作業内容:
(1) 出典のうち「フッ素系高分子電解質としては」から「によりCO耐被毒性が高まる。」までの部分を、そのまま書き写すこと。
(2) 出典で、使用できるカーボン粒子として挙げられているものをすべて列挙すること。
━━ 出典 ━━
フッ素系高分子電解質としては、例えば、デュポン社製Nafion(登録商標)系材料などを用いることができる。炭化水素系高分子電解質膜としては、スルホン化ポリエーテルケトン、スルホン化ポリエーテルスルホン、スルホン化ポリエーテルエーテルスルホン、スルホン化ポリスルフィド、スルホン化ポリフェニレン等の電解質膜を用いることができる。中でも、高分子電解質膜としてデュポン社製Nafion(登録商標)系材料を好適に用いることができる。
【0041】
本発明の触媒インクとしては、少なくとも触媒粒子を担持させた粒子、高分子電解質、溶媒を含有する。
【0042】
触媒を担持させた粒子に用いる触媒としては、白金やパラジウム、ルテニウム、イリジウム、ロジウム、オスミウムの白金族元素の他、鉄、鉛、銅、クロム、コバルト、ニッケル、マンガン、バナジウム、モリブデン、ガリウム、アルミニウムなどの金属又はこれらの合金、または酸化物、複酸化物等が使用できる。中でも、白金もしくは白金合金を好適に用いることができる。白金及び白金合金にあっては、タングステン、スズ、レニウムなどが添加物として含まれていてもよい。該添加物を添加することによりCO耐被毒性が高まる。
【0043】
触媒を担持するための粒子としては、カーボン粒子が好適に使用される。カーボン粒子の種類は、微粒子状で導電性を有し、触媒におかされないものであればどのようなものでも構わないが、カーボンブラックやグラファイト、黒鉛、活性炭、カーボンファイバー、カーボンナノチューブ、フラーレンが使用できる。カーボン粒子の粒径は、小さすぎると電子伝導パスが形成されにくくなり、また大きすぎると電極触媒層のガス拡散性が低下したり、触媒の利用率が低下したりするので、10nm以上1000nm以下の範囲内が好ましい。さらには10nm以上100nm以下の範囲内が好ましい。
━━━
━━ データ ━━
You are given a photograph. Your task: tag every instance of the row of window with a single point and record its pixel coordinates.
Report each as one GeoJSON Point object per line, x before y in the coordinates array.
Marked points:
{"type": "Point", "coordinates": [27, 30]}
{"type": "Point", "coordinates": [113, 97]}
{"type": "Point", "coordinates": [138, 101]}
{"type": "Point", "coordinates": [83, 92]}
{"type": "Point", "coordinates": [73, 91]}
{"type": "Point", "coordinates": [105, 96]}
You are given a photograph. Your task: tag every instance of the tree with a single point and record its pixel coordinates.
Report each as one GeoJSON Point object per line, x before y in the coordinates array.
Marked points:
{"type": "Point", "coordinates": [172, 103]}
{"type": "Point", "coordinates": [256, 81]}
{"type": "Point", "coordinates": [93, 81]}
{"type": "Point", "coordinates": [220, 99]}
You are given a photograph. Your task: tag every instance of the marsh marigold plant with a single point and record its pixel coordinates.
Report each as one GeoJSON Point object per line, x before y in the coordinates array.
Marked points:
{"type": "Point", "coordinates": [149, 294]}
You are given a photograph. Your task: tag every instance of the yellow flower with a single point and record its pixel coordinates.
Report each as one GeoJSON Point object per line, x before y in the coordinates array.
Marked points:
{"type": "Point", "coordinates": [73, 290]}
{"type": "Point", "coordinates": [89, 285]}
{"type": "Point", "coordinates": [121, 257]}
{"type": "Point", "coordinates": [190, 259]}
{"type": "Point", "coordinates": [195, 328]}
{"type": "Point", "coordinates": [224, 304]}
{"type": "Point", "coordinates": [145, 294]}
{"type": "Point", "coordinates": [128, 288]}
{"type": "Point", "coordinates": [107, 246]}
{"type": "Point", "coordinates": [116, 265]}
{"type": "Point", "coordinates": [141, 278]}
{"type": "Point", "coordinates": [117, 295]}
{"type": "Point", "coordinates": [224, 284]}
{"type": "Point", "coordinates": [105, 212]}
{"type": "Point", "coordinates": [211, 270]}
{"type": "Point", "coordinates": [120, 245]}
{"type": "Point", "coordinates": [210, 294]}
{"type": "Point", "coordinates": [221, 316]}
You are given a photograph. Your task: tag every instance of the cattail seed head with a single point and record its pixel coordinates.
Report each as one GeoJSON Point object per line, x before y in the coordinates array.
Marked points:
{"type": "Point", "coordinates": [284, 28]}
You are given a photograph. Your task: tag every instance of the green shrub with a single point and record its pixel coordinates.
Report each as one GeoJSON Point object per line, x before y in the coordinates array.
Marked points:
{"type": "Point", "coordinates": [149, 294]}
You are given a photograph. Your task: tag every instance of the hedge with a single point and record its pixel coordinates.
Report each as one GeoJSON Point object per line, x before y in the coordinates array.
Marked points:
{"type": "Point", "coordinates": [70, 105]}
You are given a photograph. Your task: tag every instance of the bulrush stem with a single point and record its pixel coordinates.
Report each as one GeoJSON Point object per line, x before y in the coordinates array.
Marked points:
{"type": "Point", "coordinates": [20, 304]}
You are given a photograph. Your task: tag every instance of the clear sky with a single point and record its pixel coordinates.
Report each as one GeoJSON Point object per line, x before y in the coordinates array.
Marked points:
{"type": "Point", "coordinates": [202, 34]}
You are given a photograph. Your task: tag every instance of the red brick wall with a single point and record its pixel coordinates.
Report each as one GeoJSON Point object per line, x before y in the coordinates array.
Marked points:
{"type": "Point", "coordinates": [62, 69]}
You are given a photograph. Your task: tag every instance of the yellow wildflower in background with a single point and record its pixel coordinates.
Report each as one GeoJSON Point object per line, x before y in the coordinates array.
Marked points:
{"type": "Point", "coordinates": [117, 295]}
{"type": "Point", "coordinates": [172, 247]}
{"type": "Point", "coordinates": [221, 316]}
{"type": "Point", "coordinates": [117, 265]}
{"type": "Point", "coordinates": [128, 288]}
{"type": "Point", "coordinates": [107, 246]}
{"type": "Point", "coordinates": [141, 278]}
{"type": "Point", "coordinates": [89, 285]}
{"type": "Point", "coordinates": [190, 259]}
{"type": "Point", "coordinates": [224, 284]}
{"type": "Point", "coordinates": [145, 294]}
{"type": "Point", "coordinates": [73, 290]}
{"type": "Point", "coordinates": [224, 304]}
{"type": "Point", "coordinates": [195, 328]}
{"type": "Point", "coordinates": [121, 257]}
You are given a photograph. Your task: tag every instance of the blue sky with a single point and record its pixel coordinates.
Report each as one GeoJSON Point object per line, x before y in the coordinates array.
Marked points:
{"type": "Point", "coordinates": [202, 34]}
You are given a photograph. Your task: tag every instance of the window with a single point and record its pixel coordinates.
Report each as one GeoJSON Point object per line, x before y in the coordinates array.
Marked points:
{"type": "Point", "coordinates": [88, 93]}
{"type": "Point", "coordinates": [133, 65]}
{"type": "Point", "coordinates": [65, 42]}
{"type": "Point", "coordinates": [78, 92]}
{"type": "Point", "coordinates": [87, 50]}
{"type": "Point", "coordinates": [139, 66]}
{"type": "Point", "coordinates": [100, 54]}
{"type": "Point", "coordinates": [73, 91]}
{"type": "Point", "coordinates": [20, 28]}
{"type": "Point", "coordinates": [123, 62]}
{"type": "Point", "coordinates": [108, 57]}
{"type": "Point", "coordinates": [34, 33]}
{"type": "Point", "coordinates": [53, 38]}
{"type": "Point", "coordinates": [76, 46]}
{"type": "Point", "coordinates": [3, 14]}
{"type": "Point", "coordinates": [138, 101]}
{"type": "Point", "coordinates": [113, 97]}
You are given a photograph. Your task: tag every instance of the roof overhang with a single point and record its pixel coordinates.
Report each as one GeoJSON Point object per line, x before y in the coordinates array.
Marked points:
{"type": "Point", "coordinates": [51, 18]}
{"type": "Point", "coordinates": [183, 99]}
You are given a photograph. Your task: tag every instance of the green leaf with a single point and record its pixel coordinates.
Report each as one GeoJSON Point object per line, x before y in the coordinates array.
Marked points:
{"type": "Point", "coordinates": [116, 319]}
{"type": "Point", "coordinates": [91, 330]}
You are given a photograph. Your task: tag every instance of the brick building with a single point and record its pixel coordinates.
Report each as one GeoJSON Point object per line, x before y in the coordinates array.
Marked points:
━━━
解答一覧:
(1)
フッ素系高分子電解質としては、例えば、デュポン社製Nafion(登録商標)系材料などを用いることができる。炭化水素系高分子電解質膜としては、スルホン化ポリエーテルケトン、スルホン化ポリエーテルスルホン、スルホン化ポリエーテルエーテルスルホン、スルホン化ポリスルフィド、スルホン化ポリフェニレン等の電解質膜を用いることができる。中でも、高分子電解質膜としてデュポン社製Nafion(登録商標)系材料を好適に用いることができる。
【0041】
本発明の触媒インクとしては、少なくとも触媒粒子を担持させた粒子、高分子電解質、溶媒を含有する。
【0042】
触媒を担持させた粒子に用いる触媒としては、白金やパラジウム、ルテニウム、イリジウム、ロジウム、オスミウムの白金族元素の他、鉄、鉛、銅、クロム、コバルト、ニッケル、マンガン、バナジウム、モリブデン、ガリウム、アルミニウムなどの金属又はこれらの合金、または酸化物、複酸化物等が使用できる。中でも、白金もしくは白金合金を好適に用いることができる。白金及び白金合金にあっては、タングステン、スズ、レニウムなどが添加物として含まれていてもよい。該添加物を添加することによりCO耐被毒性が高まる。

(2) カーボンブラック、グラファイト、黒鉛、活性炭、カーボンファイバー、カーボンナノチューブ、フラーレン